** Opening The data block **

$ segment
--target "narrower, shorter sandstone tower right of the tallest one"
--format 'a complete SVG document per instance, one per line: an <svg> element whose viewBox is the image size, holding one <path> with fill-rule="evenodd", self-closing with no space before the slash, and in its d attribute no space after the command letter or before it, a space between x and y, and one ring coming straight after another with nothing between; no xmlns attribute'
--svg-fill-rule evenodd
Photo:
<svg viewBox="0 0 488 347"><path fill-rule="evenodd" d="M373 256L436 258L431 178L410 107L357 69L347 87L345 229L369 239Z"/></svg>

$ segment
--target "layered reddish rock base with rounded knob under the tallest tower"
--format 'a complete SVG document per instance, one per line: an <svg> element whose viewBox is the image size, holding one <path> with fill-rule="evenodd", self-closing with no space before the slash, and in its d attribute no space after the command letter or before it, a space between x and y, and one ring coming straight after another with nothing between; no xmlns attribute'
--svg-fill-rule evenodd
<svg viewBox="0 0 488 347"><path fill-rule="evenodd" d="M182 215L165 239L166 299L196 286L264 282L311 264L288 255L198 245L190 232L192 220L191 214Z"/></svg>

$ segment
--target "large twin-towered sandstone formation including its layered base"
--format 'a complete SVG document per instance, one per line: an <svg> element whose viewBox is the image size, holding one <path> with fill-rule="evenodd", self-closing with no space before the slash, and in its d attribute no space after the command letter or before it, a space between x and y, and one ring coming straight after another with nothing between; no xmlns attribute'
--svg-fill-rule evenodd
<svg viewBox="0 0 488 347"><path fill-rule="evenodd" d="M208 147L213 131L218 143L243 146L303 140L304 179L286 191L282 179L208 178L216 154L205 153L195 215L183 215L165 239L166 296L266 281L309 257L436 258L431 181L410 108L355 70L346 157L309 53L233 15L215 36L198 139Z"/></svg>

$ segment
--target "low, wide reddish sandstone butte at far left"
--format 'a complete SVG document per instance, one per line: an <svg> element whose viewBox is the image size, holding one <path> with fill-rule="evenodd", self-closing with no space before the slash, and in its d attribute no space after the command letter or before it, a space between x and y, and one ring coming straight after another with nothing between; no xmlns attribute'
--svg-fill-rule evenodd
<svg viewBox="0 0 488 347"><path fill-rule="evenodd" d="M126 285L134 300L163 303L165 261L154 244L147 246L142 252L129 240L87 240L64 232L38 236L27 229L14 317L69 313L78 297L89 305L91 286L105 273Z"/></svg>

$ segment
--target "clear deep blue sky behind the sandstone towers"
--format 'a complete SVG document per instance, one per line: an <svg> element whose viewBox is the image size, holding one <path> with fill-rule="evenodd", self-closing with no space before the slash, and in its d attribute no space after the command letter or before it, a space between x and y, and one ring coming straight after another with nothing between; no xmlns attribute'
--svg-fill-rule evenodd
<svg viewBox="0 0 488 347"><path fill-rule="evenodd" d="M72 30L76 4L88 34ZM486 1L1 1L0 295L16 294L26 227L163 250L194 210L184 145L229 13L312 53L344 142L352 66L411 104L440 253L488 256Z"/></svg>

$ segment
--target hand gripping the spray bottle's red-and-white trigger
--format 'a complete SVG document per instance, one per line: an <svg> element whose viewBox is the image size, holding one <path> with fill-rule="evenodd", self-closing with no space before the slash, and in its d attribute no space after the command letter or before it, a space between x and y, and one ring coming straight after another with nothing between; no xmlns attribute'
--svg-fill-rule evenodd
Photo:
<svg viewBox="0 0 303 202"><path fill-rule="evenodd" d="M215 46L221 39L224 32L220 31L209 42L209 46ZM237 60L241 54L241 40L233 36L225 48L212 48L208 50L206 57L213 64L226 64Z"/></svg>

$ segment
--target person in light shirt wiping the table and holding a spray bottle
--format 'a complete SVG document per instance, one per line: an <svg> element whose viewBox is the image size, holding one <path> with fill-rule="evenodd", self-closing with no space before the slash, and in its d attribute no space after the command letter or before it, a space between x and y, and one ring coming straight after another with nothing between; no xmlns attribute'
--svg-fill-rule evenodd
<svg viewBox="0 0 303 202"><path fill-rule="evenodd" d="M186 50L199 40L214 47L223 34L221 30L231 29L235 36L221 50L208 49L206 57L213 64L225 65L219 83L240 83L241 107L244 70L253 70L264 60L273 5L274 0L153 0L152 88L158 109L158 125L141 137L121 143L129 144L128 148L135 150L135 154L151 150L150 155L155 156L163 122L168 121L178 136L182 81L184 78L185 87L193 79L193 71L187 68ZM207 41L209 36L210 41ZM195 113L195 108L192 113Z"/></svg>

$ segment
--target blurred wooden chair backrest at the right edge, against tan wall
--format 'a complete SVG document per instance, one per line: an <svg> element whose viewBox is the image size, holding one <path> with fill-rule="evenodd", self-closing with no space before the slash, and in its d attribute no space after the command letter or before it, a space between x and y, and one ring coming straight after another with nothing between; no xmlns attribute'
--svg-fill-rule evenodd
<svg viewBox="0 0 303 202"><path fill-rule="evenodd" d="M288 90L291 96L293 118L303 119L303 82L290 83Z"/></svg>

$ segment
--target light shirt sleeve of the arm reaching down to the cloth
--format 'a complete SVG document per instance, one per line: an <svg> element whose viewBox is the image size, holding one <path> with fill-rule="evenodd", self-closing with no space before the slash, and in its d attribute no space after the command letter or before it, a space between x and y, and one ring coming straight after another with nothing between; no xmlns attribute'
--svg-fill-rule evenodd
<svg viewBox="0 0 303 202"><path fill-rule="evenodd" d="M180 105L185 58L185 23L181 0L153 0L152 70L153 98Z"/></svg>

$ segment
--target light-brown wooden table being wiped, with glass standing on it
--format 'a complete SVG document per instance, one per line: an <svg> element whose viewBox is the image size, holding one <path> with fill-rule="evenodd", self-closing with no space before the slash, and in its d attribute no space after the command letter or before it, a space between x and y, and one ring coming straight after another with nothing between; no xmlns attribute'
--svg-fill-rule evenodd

** Closing The data block **

## Description of the task
Repeat the listing exactly, keeping every word in place.

## Result of this task
$ segment
--target "narrower, shorter sandstone tower right of the tallest one"
--format 'a complete SVG document per instance, one per line: an <svg> element whose viewBox is the image size, holding one <path> with fill-rule="evenodd", self-closing with no space before the slash, and in its d attribute no space after the command letter or before it, a space between x and y, and one ring coming straight after another with nothing between; no xmlns attribute'
--svg-fill-rule evenodd
Photo:
<svg viewBox="0 0 488 347"><path fill-rule="evenodd" d="M373 256L436 258L431 178L410 107L357 69L347 87L345 229L369 239Z"/></svg>

$ segment
--target "layered reddish rock base with rounded knob under the tallest tower"
--format 'a complete SVG document per instance, one per line: an <svg> element whose viewBox is the image size, holding one <path> with fill-rule="evenodd", self-closing with no space before the slash, and in its d attribute no space after the command letter or before it, a space between x and y, and one ring coming straight after another with nothing between; no xmlns attribute'
--svg-fill-rule evenodd
<svg viewBox="0 0 488 347"><path fill-rule="evenodd" d="M182 215L165 239L166 299L196 286L264 282L311 264L288 255L198 245L190 232L192 220L191 214Z"/></svg>

$ segment
--target "large twin-towered sandstone formation including its layered base"
--format 'a complete SVG document per instance, one per line: an <svg> element whose viewBox is the image size, holding one <path> with fill-rule="evenodd", self-closing with no space before the slash, and in its d attribute no space after the command letter or before it, a space between x and y, and one ring coming straight after another with nothing between; no xmlns attribute'
--svg-fill-rule evenodd
<svg viewBox="0 0 488 347"><path fill-rule="evenodd" d="M208 147L213 131L218 143L243 146L303 140L304 179L286 191L282 179L208 178L216 154L205 153L195 215L183 215L165 239L166 296L266 281L309 257L436 258L431 181L410 108L355 70L346 157L309 53L233 15L215 36L198 139Z"/></svg>

$ segment
--target "low, wide reddish sandstone butte at far left"
--format 'a complete SVG document per instance, one per line: an <svg> element whose viewBox is the image size, holding one <path> with fill-rule="evenodd", self-closing with no space before the slash, and in its d attribute no space after the command letter or before it, a space between x and y, and one ring coming straight after another with nothing between; no xmlns attribute'
--svg-fill-rule evenodd
<svg viewBox="0 0 488 347"><path fill-rule="evenodd" d="M126 285L134 300L163 303L165 261L154 244L147 246L142 252L129 240L87 240L64 232L38 236L27 229L14 317L69 313L78 297L89 305L91 286L105 273Z"/></svg>

$ segment
--target "clear deep blue sky behind the sandstone towers"
--format 'a complete SVG document per instance, one per line: an <svg> element whose viewBox is the image size, holding one <path> with fill-rule="evenodd", self-closing with no space before the slash, and in its d attribute no space after the command letter or before it, a space between x and y, and one ring coming straight after another with nothing between; no xmlns attribute'
--svg-fill-rule evenodd
<svg viewBox="0 0 488 347"><path fill-rule="evenodd" d="M72 30L76 4L88 34ZM486 1L1 1L0 295L16 294L26 227L163 250L194 210L184 145L229 13L312 53L344 142L352 66L411 104L440 253L488 256Z"/></svg>

$ segment
--target hand gripping the spray bottle's red-and-white trigger
--format 'a complete SVG document per instance, one per line: an <svg> element whose viewBox is the image size, holding one <path> with fill-rule="evenodd", self-closing with no space before the slash, and in its d attribute no space after the command letter or before it, a space between x and y, and one ring coming straight after another with nothing between; no xmlns attribute'
--svg-fill-rule evenodd
Photo:
<svg viewBox="0 0 303 202"><path fill-rule="evenodd" d="M215 46L221 39L224 32L220 31L209 42L209 46ZM237 60L241 54L241 40L233 36L225 48L212 48L208 50L206 57L213 64L226 64Z"/></svg>

$ segment
--target person in light shirt wiping the table and holding a spray bottle
--format 'a complete SVG document per instance, one per line: an <svg> element whose viewBox is the image size, holding one <path> with fill-rule="evenodd", self-closing with no space before the slash, and in its d attribute no space after the command letter or before it, a space between x and y, and one ring coming straight after another with nothing between; no xmlns attribute'
--svg-fill-rule evenodd
<svg viewBox="0 0 303 202"><path fill-rule="evenodd" d="M186 50L199 40L214 47L223 34L221 30L231 29L235 36L221 50L208 49L206 57L213 64L225 65L219 83L240 83L241 107L244 70L253 70L264 60L273 5L274 0L153 0L152 88L158 109L158 125L141 137L121 143L129 144L128 148L135 150L135 154L151 150L150 155L155 156L163 122L168 121L178 136L182 81L184 78L185 87L193 79L193 71L187 68ZM207 41L209 36L210 41ZM195 113L195 108L192 113Z"/></svg>

$ segment
--target blurred wooden chair backrest at the right edge, against tan wall
--format 'a complete SVG document per instance, one per line: an <svg> element whose viewBox is the image size, holding one <path> with fill-rule="evenodd", self-closing with no space before the slash, and in its d attribute no space after the command letter or before it, a space between x and y, and one ring coming straight after another with nothing between; no xmlns attribute'
--svg-fill-rule evenodd
<svg viewBox="0 0 303 202"><path fill-rule="evenodd" d="M288 90L291 96L293 118L303 119L303 82L290 83Z"/></svg>

$ segment
--target light shirt sleeve of the arm reaching down to the cloth
--format 'a complete SVG document per instance, one per line: an <svg> element whose viewBox is the image size, holding one <path> with fill-rule="evenodd", self-closing with no space before the slash, and in its d attribute no space after the command letter or before it, a space between x and y, and one ring coming straight after another with nothing between; no xmlns attribute'
--svg-fill-rule evenodd
<svg viewBox="0 0 303 202"><path fill-rule="evenodd" d="M180 105L185 58L185 23L181 0L153 0L152 70L153 98Z"/></svg>

$ segment
--target light-brown wooden table being wiped, with glass standing on it
--format 'a complete SVG document per instance, one per line: an <svg> element whose viewBox is the image size, holding one <path> with fill-rule="evenodd", self-closing with no space before the slash, and in its d attribute no space after the command letter or before it, a space between x and y, and one ring coming straight after another with nothing between; no xmlns attribute'
--svg-fill-rule evenodd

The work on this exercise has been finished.